## DATA EXCERPTS
--- --- ---
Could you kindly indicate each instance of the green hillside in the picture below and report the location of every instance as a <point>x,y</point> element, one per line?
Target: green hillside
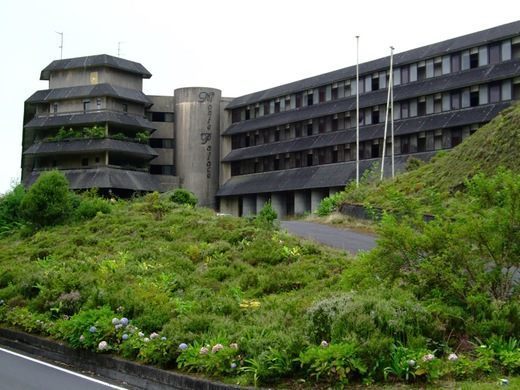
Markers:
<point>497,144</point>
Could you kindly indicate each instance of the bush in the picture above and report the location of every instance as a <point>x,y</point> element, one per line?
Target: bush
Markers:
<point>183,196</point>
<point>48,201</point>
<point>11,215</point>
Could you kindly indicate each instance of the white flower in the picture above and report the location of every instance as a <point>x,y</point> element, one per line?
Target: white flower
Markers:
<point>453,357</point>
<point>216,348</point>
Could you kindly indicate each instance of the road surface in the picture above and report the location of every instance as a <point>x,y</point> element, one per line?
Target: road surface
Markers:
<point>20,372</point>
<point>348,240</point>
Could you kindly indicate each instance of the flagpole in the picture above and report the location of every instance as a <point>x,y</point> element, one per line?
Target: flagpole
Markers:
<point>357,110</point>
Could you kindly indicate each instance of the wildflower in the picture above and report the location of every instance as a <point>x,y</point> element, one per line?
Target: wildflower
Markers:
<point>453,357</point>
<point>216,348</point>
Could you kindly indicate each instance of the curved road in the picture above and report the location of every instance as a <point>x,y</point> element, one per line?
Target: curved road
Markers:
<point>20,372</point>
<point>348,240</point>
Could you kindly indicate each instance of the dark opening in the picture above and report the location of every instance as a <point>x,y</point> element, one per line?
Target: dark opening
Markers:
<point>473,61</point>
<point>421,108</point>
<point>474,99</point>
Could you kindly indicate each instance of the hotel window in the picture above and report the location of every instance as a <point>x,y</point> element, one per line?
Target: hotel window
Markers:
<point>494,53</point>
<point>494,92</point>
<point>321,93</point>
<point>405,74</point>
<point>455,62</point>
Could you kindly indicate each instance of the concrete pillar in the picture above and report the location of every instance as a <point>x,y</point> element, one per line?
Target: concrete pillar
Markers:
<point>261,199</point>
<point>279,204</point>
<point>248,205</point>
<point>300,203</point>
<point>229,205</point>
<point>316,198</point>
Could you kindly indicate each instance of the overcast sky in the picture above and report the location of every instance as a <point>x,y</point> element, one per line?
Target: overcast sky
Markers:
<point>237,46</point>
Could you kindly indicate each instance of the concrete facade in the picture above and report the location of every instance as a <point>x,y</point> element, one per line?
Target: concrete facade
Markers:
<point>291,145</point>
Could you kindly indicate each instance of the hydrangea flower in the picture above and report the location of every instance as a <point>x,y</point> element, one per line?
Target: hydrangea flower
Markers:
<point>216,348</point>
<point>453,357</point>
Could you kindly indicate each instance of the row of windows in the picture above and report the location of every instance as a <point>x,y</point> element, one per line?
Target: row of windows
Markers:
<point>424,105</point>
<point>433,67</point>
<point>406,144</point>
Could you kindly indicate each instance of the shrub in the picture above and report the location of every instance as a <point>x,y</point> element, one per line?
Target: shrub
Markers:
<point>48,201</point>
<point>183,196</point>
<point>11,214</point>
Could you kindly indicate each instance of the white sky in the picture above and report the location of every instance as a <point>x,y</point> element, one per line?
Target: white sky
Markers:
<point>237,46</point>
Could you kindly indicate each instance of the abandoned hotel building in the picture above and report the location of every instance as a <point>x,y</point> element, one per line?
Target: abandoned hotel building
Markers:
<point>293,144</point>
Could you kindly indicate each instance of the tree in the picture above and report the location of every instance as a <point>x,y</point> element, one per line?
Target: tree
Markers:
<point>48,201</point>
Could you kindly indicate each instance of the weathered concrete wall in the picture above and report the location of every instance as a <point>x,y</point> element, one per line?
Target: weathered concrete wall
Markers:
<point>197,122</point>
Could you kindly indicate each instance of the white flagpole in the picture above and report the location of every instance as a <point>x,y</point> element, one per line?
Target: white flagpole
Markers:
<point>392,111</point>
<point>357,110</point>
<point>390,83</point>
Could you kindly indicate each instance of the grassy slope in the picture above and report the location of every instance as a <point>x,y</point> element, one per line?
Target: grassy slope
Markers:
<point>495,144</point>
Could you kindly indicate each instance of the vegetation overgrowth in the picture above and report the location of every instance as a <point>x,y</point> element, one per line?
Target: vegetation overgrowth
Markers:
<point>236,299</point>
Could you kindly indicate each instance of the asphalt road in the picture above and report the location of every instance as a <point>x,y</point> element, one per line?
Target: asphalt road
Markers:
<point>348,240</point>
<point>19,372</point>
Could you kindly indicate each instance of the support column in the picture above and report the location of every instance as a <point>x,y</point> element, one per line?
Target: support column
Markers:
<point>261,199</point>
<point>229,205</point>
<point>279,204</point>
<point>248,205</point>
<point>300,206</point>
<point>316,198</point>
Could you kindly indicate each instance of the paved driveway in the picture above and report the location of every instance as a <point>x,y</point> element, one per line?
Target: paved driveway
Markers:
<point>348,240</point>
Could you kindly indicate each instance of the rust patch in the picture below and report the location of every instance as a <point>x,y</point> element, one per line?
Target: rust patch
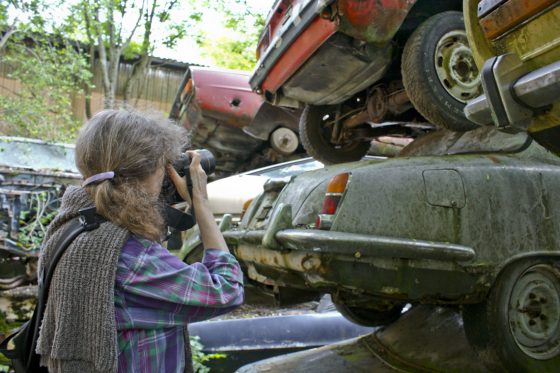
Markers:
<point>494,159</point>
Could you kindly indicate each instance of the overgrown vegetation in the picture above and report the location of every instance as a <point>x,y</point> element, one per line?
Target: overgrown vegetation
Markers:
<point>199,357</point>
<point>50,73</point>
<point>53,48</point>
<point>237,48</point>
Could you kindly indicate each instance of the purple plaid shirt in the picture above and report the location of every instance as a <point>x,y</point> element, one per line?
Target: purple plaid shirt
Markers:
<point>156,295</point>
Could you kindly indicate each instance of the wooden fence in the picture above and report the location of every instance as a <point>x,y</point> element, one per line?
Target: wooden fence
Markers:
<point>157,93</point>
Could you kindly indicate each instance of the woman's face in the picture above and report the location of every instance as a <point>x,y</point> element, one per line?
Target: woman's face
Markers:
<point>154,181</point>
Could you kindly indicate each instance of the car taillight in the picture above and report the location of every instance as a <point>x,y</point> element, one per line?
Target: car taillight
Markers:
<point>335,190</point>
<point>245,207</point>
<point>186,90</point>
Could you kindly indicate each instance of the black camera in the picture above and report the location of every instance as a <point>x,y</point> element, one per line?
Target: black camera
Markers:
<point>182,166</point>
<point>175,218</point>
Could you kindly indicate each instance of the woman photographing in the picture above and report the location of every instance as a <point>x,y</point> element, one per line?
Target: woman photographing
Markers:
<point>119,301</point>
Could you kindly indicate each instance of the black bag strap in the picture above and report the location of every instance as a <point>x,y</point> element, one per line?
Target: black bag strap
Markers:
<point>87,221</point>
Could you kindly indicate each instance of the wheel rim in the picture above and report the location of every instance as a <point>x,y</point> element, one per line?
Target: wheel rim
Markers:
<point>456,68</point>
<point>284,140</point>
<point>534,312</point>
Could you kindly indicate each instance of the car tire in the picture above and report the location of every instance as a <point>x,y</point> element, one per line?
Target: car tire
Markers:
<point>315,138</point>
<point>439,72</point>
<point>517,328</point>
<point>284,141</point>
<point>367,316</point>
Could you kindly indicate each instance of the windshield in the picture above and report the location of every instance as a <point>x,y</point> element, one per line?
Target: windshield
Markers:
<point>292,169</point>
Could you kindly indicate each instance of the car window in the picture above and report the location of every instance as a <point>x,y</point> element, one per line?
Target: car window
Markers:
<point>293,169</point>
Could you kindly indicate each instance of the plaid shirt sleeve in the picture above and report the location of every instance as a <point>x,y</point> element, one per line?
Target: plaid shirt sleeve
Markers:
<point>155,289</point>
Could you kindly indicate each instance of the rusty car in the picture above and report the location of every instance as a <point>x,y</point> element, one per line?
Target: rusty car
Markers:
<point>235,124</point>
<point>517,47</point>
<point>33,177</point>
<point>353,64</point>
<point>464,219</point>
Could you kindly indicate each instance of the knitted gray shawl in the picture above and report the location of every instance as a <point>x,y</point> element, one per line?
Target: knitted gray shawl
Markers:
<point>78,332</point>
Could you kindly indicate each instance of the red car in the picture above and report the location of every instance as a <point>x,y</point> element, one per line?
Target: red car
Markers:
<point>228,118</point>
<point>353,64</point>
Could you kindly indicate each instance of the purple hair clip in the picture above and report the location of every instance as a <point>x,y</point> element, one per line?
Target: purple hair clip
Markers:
--- --- ---
## WHAT IS EXPECTED
Reproduce the data word for word, starting at its beginning and ending with the line that contains "<point>455,62</point>". Omit the pictures from your reproduction.

## RESULT BELOW
Could you kindly indicate each instance of the green hillside in the picture below and report the location of every instance as a <point>x,y</point> element, one per line?
Target: green hillside
Markers:
<point>497,144</point>
Could you kindly indicate each instance of the bush in the picture above and report the location of every instance as a <point>x,y</point> element, one per line?
Target: bush
Markers:
<point>183,196</point>
<point>48,201</point>
<point>11,215</point>
Could you kindly indicate each instance of the white flower in the picture above and report the location of every instance as a <point>x,y</point> element, one per line?
Target: white flower
Markers:
<point>453,357</point>
<point>216,348</point>
Could you kindly indicate each instance of the road surface in the picture above and report the location of every instance as a <point>x,y</point> element, one per line?
Target: road surface
Markers:
<point>20,372</point>
<point>348,240</point>
Could you kindly indicate each instance of the flagpole in the picture above and report the location of every instance as a <point>x,y</point> element, one per line?
Target: flagpole
Markers:
<point>357,110</point>
Could you kindly indicate each instance of the wildflower in the picture above and report the location of every instance as a <point>x,y</point> element, one per line?
Target: wildflower
Markers:
<point>453,357</point>
<point>216,348</point>
Could you kindly indicate each instance of the curved road in the picture above and report the location of every instance as a <point>x,y</point> element, one per line?
Target: curved road
Markers:
<point>20,372</point>
<point>348,240</point>
Could you kindly indicate each instance of the dark opening in the picture above and report the location of every instance as a <point>x,y</point> element, one per line?
Target: dark opening
Markers:
<point>473,61</point>
<point>421,108</point>
<point>474,99</point>
Could you kindly indicate each instance of the hotel window in the picture above and report the location of every instance as a <point>x,y</point> element, one per line?
Target: hotel window
Markers:
<point>494,53</point>
<point>494,92</point>
<point>321,93</point>
<point>405,74</point>
<point>455,62</point>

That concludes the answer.